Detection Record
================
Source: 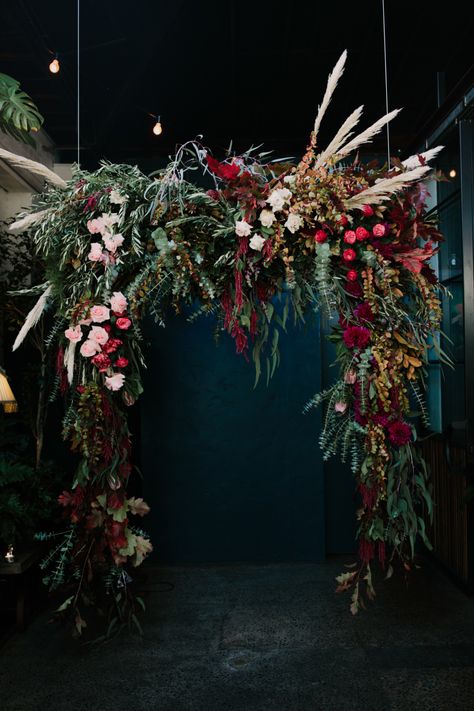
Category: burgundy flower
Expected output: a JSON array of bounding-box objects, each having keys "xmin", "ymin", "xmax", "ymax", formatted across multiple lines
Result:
[
  {"xmin": 342, "ymin": 326, "xmax": 370, "ymax": 349},
  {"xmin": 354, "ymin": 301, "xmax": 374, "ymax": 322},
  {"xmin": 92, "ymin": 353, "xmax": 111, "ymax": 373},
  {"xmin": 115, "ymin": 316, "xmax": 132, "ymax": 331},
  {"xmin": 388, "ymin": 420, "xmax": 411, "ymax": 447},
  {"xmin": 356, "ymin": 227, "xmax": 370, "ymax": 242}
]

◆ ◆ ◆ ◆ ◆

* **Your objective**: Copy the data above line for line without changing anything, but omit the picture from your answer.

* **Written response**:
Detection Record
================
Source: 
Category: burgundy flower
Expected output: a JSON array of bounding-box objects, each having keys "xmin", "ymin", "xmax", "ymax", formatted across multiple lines
Result:
[
  {"xmin": 342, "ymin": 326, "xmax": 370, "ymax": 349},
  {"xmin": 354, "ymin": 301, "xmax": 374, "ymax": 322},
  {"xmin": 92, "ymin": 353, "xmax": 111, "ymax": 373},
  {"xmin": 115, "ymin": 316, "xmax": 132, "ymax": 331},
  {"xmin": 388, "ymin": 420, "xmax": 411, "ymax": 447},
  {"xmin": 356, "ymin": 227, "xmax": 370, "ymax": 242}
]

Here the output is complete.